Records from a collection

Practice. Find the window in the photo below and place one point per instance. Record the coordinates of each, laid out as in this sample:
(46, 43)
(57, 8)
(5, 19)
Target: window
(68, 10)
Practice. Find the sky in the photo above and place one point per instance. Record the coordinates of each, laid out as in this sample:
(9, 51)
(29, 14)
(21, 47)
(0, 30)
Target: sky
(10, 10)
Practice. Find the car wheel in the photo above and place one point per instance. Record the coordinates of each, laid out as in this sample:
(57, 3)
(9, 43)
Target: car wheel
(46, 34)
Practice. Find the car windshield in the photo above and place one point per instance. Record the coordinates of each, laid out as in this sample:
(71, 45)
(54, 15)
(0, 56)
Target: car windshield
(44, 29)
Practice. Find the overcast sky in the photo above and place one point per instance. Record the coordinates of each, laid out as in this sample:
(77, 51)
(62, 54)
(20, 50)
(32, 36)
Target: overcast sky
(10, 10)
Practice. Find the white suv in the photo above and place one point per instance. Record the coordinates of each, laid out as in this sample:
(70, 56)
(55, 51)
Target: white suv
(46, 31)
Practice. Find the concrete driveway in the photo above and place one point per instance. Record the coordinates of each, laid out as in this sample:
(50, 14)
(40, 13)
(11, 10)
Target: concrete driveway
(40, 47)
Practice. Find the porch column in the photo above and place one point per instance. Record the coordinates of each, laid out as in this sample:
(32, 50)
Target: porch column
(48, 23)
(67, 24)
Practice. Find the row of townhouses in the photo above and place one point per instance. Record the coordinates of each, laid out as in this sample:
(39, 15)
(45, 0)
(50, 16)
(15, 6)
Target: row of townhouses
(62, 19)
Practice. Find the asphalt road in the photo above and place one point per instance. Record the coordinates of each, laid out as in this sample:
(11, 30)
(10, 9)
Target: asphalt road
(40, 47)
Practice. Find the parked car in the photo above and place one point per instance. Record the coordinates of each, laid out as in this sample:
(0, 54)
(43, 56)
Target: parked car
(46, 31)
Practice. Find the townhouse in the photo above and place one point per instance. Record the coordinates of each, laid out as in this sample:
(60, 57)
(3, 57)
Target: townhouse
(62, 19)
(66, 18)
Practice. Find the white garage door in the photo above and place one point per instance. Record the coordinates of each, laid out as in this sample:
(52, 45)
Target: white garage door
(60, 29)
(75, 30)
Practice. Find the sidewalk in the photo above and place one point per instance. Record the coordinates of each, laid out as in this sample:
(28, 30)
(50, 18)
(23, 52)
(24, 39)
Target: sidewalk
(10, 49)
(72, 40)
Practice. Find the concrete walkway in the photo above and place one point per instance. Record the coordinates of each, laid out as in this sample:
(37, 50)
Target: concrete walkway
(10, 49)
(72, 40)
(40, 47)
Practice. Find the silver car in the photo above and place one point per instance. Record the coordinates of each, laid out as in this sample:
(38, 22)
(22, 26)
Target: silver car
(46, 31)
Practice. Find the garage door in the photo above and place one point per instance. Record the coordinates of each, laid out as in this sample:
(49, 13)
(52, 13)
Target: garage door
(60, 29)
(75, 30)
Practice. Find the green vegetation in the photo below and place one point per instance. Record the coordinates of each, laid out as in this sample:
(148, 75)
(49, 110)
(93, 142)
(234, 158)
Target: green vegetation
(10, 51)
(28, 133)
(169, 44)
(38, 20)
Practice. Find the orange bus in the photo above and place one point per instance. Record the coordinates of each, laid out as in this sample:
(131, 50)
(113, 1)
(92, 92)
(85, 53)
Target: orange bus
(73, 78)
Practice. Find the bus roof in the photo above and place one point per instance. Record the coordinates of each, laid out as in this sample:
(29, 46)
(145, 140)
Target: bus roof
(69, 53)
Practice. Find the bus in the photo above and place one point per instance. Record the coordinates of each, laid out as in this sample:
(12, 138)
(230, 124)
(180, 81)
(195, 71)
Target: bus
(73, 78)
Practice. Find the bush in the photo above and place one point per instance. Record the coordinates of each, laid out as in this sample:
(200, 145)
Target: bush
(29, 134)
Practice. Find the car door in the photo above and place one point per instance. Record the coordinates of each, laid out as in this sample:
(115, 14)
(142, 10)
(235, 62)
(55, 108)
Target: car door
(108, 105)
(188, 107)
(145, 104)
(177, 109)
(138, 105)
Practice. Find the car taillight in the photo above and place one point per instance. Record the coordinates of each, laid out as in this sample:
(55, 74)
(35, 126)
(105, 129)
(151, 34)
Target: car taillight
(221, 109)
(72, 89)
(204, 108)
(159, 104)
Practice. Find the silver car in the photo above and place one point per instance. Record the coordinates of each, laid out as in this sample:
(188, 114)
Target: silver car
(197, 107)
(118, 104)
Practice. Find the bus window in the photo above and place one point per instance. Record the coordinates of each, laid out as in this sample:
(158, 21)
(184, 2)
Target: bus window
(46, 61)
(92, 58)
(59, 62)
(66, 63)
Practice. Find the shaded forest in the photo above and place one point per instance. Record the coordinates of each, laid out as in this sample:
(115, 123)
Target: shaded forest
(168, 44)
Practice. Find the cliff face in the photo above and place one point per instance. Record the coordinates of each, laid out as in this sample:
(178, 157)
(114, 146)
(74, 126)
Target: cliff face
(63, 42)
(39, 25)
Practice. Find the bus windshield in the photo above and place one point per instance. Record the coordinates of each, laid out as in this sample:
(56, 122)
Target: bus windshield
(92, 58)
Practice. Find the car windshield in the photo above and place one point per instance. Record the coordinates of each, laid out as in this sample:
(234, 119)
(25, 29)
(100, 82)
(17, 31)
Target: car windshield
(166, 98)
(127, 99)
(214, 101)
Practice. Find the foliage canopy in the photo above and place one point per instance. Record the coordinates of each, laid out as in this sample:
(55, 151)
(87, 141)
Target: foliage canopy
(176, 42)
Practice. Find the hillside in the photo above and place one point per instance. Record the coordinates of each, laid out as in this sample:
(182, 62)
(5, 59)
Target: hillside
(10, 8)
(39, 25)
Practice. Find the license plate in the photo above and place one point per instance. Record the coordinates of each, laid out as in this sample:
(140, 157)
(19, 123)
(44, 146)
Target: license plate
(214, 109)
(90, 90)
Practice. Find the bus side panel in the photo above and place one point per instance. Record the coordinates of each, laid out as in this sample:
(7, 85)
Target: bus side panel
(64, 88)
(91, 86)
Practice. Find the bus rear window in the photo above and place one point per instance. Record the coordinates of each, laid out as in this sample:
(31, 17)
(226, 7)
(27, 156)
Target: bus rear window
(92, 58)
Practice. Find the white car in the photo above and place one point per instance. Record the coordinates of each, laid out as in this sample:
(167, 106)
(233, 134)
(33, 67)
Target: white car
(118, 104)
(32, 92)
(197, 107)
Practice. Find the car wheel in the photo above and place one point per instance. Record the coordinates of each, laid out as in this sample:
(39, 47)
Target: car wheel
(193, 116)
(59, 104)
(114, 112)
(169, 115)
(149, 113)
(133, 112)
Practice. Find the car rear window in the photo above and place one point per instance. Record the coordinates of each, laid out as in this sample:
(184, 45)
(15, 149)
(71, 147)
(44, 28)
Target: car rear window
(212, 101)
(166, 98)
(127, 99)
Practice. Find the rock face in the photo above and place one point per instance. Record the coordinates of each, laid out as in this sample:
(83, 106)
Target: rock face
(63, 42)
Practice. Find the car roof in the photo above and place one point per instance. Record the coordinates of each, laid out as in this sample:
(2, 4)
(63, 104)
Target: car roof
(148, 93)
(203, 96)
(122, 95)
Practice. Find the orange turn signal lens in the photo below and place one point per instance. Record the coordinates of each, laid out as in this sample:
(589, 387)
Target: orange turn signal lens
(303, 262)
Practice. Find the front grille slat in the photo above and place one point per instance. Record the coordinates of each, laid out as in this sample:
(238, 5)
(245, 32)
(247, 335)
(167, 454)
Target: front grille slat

The problem
Copy out every line of the data that includes "grille".

Finished exercise
Practice. Find the front grille slat in the photo above and place one point per instance. Record the coordinates of each, laid out as in this sample:
Target: front grille slat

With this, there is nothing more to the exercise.